━━━ RECORDS FOR THE EXERCISE
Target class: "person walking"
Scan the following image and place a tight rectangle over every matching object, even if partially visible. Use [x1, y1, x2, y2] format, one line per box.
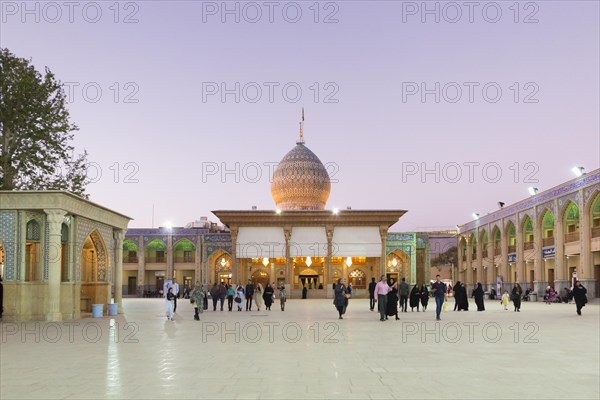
[420, 284, 429, 312]
[165, 287, 176, 321]
[368, 277, 377, 311]
[209, 283, 219, 311]
[374, 275, 391, 321]
[386, 278, 400, 320]
[245, 279, 255, 311]
[235, 283, 245, 311]
[218, 282, 227, 311]
[399, 278, 409, 312]
[171, 278, 180, 314]
[431, 275, 447, 321]
[279, 284, 287, 311]
[453, 281, 462, 311]
[511, 283, 523, 312]
[263, 283, 274, 310]
[333, 278, 348, 319]
[191, 282, 205, 321]
[226, 284, 235, 311]
[473, 282, 485, 311]
[409, 284, 421, 312]
[254, 283, 264, 311]
[572, 280, 588, 316]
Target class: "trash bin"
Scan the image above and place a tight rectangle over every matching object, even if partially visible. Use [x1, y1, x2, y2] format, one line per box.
[530, 292, 537, 302]
[107, 303, 118, 316]
[92, 304, 103, 318]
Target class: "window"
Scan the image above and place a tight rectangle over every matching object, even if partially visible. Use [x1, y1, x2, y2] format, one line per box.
[25, 220, 41, 281]
[184, 251, 193, 262]
[61, 224, 69, 282]
[156, 250, 165, 263]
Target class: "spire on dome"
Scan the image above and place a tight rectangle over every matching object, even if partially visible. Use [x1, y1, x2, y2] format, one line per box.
[297, 107, 305, 144]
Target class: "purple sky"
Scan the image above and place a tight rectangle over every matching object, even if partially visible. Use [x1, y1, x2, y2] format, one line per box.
[2, 1, 599, 231]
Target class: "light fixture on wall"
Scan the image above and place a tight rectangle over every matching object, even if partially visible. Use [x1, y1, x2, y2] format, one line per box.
[276, 208, 282, 214]
[392, 258, 398, 267]
[262, 257, 269, 267]
[571, 166, 585, 177]
[345, 257, 352, 267]
[472, 213, 480, 220]
[305, 256, 312, 267]
[497, 202, 505, 209]
[528, 187, 538, 196]
[221, 257, 226, 267]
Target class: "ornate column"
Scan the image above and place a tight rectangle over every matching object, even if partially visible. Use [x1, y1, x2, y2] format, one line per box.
[284, 228, 292, 294]
[230, 227, 238, 284]
[533, 205, 545, 294]
[379, 226, 388, 278]
[167, 234, 173, 279]
[195, 236, 201, 284]
[44, 209, 66, 321]
[486, 230, 494, 288]
[500, 222, 509, 290]
[516, 215, 526, 289]
[326, 225, 333, 299]
[137, 235, 144, 296]
[554, 198, 565, 284]
[465, 235, 473, 287]
[114, 230, 124, 313]
[580, 189, 593, 295]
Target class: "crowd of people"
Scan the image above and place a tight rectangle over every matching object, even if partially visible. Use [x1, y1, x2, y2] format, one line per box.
[163, 279, 289, 321]
[162, 276, 591, 321]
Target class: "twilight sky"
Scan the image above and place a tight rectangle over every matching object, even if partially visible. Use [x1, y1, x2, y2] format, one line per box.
[2, 0, 599, 231]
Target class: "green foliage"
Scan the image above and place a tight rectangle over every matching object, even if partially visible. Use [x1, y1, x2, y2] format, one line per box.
[0, 48, 89, 197]
[431, 246, 457, 267]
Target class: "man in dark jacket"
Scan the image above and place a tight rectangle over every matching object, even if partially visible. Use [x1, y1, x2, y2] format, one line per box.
[245, 279, 255, 311]
[368, 278, 376, 311]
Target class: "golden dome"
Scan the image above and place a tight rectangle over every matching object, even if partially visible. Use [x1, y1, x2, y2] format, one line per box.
[271, 143, 331, 210]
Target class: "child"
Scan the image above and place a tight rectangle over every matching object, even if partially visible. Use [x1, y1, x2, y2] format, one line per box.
━━━━━━
**EXERCISE**
Your copy should repeat each entry above exactly but contain no pictures.

**YOUR RESPONSE**
Target class: "person walking"
Scan the following image and place a tight rectangle over every matching object, even if partially visible. Use [x1, y1, x2, y2] format, one line per box.
[420, 284, 429, 312]
[165, 287, 176, 321]
[368, 277, 377, 311]
[209, 283, 219, 311]
[374, 275, 391, 321]
[386, 278, 400, 320]
[245, 279, 255, 311]
[235, 283, 245, 311]
[218, 282, 227, 311]
[399, 278, 409, 312]
[171, 278, 180, 314]
[431, 275, 447, 321]
[279, 284, 287, 311]
[453, 281, 462, 311]
[511, 283, 523, 312]
[263, 283, 274, 310]
[333, 278, 348, 319]
[191, 282, 205, 321]
[226, 284, 235, 311]
[473, 282, 485, 311]
[409, 284, 421, 312]
[254, 283, 264, 311]
[572, 280, 588, 316]
Target class: "trash bin"
Scan the image above and place a tight rectangle over every matching object, even if partially visible. Use [x1, y1, x2, y2] format, one line per box.
[530, 292, 537, 302]
[107, 303, 118, 316]
[92, 304, 103, 318]
Target class: "window"
Scan the image above and place a tight rectangle over every matching object, even if partially visible. Use [x1, y1, x2, y2] format, one line per box.
[25, 220, 41, 281]
[184, 251, 193, 262]
[61, 224, 69, 282]
[156, 250, 165, 263]
Target class: "spire on dome"
Scan the image above and place a tight rectangle over every matching object, even if partially visible. Use [x1, y1, x2, y2] format, one line per box.
[297, 107, 305, 144]
Target class: "purple sky"
Scan the image above and place a tight rectangle over every matching object, even if partially visible. Use [x1, y1, x2, y2] format, one line per box.
[2, 1, 599, 231]
Target class: "light fixture on wall"
Scan the image above and place a tight rectangle over every matching object, even if partially visible. Use [x1, y1, x2, y2] format, one line per box.
[276, 208, 282, 214]
[392, 258, 398, 267]
[262, 257, 269, 267]
[571, 166, 585, 177]
[345, 257, 352, 267]
[472, 213, 480, 220]
[305, 256, 312, 267]
[497, 202, 505, 209]
[528, 187, 538, 196]
[221, 257, 226, 267]
Target class: "ornate column"
Scan the image above and place a tight rectangle over every matching object, even if partially visible. Use [x1, y1, x2, y2] format, one line per box.
[284, 228, 292, 294]
[230, 227, 238, 284]
[533, 205, 545, 294]
[379, 226, 388, 278]
[167, 234, 173, 279]
[195, 236, 201, 284]
[44, 209, 66, 321]
[486, 230, 494, 288]
[500, 222, 509, 290]
[516, 215, 526, 289]
[326, 225, 333, 299]
[137, 235, 144, 296]
[554, 198, 565, 284]
[465, 235, 473, 287]
[114, 230, 124, 313]
[580, 189, 593, 295]
Target class: "crowd of people"
Scan the image above and place a tight rectangle over every matching object, even if partially visible. Use [x1, y1, x2, y2] format, one line per box.
[163, 279, 289, 321]
[162, 276, 591, 321]
Target class: "twilight sky"
Scan the image above and place a tight rectangle over every matching object, even if partially visible. Use [x1, y1, x2, y2] format, one line per box.
[2, 0, 599, 231]
Target class: "green foliage"
Scan the image above and place a tight rectangle over every matching object, even if partially visible. Use [x1, y1, x2, y2] format, one line per box.
[0, 48, 89, 197]
[431, 246, 457, 267]
Target class: "man in dark jacket"
Scan the image above and place a tight rectangle over every matching object, even if partially visible. Use [x1, y1, x2, y2] format, one line per box.
[245, 279, 255, 311]
[368, 278, 376, 311]
Target class: "golden dome"
Scan the image above and place a tight rectangle over every matching object, even if partially visible. Use [x1, y1, x2, y2] format, one line per box.
[271, 143, 331, 210]
Target class: "child"
Scan the image above and place a tight rectangle over every matching object, even if partially visible. Use [x1, y1, x2, y2] format, one line per box.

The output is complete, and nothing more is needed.